SHORT EXERCISE:
Please put the items from the line with "Task: place one keypoint on every instance of the white cloud" to the line with "Task: place one keypoint on every instance of the gable", both included, into a numbered list with blank lines left out.

====

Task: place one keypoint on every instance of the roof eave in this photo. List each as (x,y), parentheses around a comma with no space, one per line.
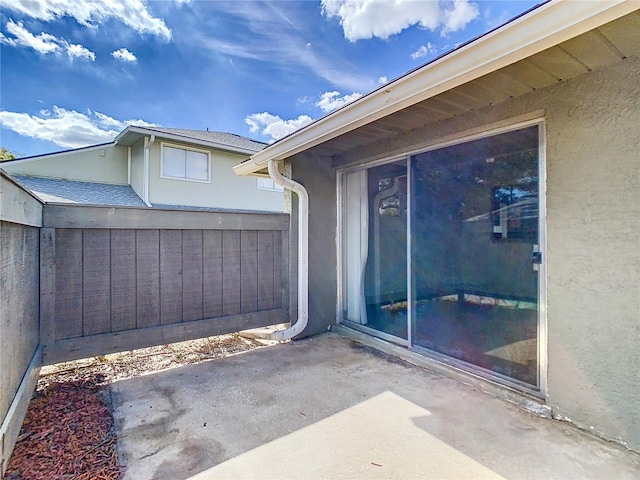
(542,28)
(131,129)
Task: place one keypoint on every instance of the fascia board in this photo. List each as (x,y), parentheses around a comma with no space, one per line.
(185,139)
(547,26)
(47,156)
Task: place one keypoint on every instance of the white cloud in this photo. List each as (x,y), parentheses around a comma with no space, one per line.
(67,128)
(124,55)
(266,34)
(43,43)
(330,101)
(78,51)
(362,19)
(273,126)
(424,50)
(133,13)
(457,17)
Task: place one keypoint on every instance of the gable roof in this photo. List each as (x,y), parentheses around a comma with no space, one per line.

====

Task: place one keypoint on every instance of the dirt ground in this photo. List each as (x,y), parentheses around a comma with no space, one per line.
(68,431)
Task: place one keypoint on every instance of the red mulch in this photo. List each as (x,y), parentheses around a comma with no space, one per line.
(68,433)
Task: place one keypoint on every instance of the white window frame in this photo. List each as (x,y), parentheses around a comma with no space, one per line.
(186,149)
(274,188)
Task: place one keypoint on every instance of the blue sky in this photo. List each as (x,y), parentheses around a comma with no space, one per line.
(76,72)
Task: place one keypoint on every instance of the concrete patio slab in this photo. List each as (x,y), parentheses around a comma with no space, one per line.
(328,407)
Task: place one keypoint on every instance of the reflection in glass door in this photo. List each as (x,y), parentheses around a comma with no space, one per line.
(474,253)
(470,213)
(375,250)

====

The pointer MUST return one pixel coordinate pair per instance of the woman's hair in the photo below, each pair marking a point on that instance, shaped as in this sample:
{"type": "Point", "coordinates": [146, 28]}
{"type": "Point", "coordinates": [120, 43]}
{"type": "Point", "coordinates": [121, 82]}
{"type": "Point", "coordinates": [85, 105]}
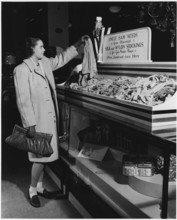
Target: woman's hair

====

TASK SOLUTION:
1. Task: place one keypoint on every instance of the white cloud in this photo. List each as (x,y), parentheses around a comma with no space, one per line.
2. (67,128)
3. (124,55)
4. (266,34)
5. (43,43)
6. (330,101)
7. (78,51)
8. (362,19)
9. (273,126)
10. (424,50)
11. (133,13)
12. (457,17)
13. Task: place one keypoint on every instance of the gable roof in this photo. List each as (x,y), parentheses around a comma with no space, one per line.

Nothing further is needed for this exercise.